**TEXT EXTRACT**
12.29.09

The Fifth Underhanded C Contest is Now Open

Posted in Uncategorized at 4:05 pm by XcottCraver

Introduction

We hereby announce the fifth annual contest to write innocent-looking C code implementing malicious behavior. In many ways this is the exact opposite of the Obfuscated C Code Contest: in this contest you must write code that is as readable, clear, innocent and straightforward as possible, and yet it must fail to perform at its apparent function. To be more specific, it should do something subtly evil.

Every year, we will propose a challenge to coders to solve a simple data processing problem, but with covert malicious behavior. Examples include miscounting votes, shaving money from financial transactions, or leaking information to an eavesdropper. The main goal, however, is to write source code that easily passes visual inspection by other programmers.

As of December 29, the 5th Underhanded C Contest is officially underway. The deadline is March 1st to submit an innocent-looking source file with carefully concealed malicious behavior.

This year’s challenge: losing my freakin’ luggage

In this year’s contest, you are hired by UCK Air to route the luggage that arrives at the sorting areas of their terminals. Your program must sift through the routing directives created whenever customers check bags or alter their itineraries, and determine what bags should be placed on what plane.

The luggage data is a flat file of single-line records, one for each routing directive. Each record contains the following fields, separated by whitespace:

  • Time of record: the number of seconds since Jan 1, 1970;
  • Luggage ID: 2 letters followed by 6 digits;
  • Flight ID: 2 letters denoting the airline followed by a maximum four-digit flight number;
  • 3-letter departing airport code;
  • 3-letter destination airport code;
  • Any further comment or special instructions added by airline employees (free text.)

Basically the lines satisfy regexp {^(\w+)\s+(\w+)\s+(\w+)\s+(…)\s+(…)\s*(\s.*)} $inline — time luggage flight depart arrive comment. Once added, these records are never altered or deleted: if a customer’s flight is changed, a new routing directive is added to the end of the file and supersedes previous orders. Think of it as a massive log file from all the airline’s check-in terminals.

Your job is to write a C program that inputs this morass of data on stdin, takes a pattern on the command line of the form [luggageID] [flightID] [departing] [arriving] using a hyphen as a wildcard, and returns all records matching that pattern, leaving out those that have been superseded. An example:


% cat luggage.dat
1261959531 UA129086 UA530 ORD FRA
1261959531 UA129086 LH1111 FRA OPO
1261959580 UA129089 UA530 ORD FRA
1261959580 UA129089 LH1111 FRA OPO (Original reservation)

**GOAL**
Extract from the contest announcement everything from "Posted in Uncategorized" down to "something subtly evil.", copied verbatim. The listing after this comes from a separate source.

**RECORD LIST**
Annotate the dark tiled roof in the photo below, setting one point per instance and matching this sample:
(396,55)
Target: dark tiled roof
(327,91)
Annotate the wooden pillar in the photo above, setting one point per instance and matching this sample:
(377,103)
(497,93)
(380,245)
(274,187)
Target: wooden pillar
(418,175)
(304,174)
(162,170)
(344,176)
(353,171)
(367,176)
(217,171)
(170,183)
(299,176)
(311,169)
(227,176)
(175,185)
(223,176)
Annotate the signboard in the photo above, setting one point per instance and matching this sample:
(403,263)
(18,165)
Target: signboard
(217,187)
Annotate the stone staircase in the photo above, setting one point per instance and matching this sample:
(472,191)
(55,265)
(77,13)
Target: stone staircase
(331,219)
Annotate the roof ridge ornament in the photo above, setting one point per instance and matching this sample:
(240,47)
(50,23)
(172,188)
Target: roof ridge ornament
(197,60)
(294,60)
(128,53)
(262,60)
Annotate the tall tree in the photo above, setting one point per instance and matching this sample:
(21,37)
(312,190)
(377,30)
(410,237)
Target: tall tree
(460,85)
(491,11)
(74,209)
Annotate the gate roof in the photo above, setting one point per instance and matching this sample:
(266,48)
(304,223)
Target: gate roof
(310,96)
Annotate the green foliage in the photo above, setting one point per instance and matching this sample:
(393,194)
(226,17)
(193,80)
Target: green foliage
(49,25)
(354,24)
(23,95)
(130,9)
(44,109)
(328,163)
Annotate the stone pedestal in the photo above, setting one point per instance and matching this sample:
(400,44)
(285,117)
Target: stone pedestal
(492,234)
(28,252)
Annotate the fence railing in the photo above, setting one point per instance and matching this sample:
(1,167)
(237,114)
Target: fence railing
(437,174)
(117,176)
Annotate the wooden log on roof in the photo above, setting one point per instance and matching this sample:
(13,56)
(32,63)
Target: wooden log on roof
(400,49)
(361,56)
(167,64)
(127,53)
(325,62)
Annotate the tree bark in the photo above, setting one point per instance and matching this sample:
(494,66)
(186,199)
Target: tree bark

**RESPONSE TO THE EXERCISE**
Posted in Uncategorized at 4:05 pm by XcottCraver

Introduction

We hereby announce the fifth annual contest to write innocent-looking C code implementing malicious behavior. In many ways this is the exact opposite of the Obfuscated C Code Contest: in this contest you must write code that is as readable, clear, innocent and straightforward as possible, and yet it must fail to perform at its apparent function. To be more specific, it should do something subtly evil.